- Assignment: If a line below contains the string "this", return that line.

- Supplied material:
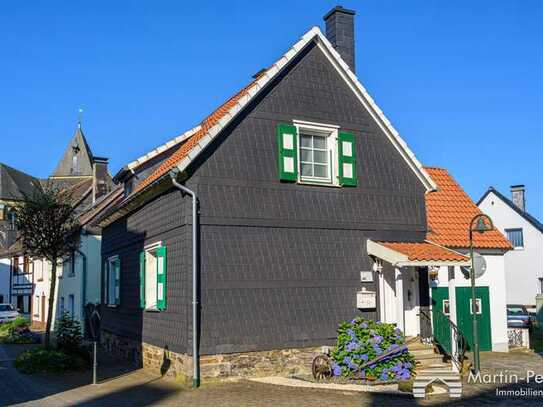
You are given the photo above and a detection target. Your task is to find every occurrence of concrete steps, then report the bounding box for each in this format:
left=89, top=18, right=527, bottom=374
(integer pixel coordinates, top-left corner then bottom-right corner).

==

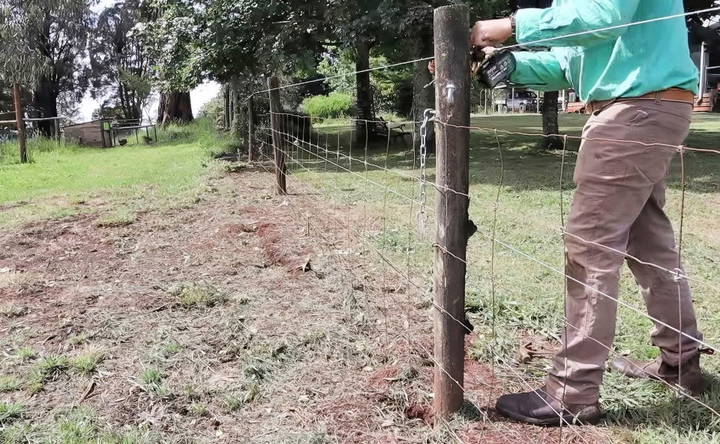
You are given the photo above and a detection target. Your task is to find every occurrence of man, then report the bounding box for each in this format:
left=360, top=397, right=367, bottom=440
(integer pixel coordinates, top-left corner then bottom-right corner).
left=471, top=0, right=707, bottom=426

==

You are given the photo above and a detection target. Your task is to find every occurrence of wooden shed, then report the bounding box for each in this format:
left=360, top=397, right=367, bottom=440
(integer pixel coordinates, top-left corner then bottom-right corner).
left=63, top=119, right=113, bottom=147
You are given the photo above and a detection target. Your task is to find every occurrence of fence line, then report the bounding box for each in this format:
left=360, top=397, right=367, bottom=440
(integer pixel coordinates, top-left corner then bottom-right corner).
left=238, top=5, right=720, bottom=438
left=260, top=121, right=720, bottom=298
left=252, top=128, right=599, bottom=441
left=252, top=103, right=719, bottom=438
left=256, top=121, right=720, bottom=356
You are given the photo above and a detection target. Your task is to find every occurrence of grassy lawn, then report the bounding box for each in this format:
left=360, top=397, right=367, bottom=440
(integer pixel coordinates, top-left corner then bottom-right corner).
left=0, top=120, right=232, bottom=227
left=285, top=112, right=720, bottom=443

- Output below:
You are given the photo above and a detection target. Your task is to find every occurrence of concrete steps, then report the bounding box for each in this format:
You are given the photo above and a detection target. Your task is to find every occurrence of man, then report the bounding box for each in this format:
You are given the photo above and a detection target. Your task is to find every occurrence of wooden shed, then report the bounding box for each in this format:
You are given the photo above and a detection target. Your task is to find every occurrence of fence line, then report the bounding box for each in this format:
You are given the photo above and a detection target. Your task is to find every occurrence of grassy lawn, then report the bounding box for each in this format:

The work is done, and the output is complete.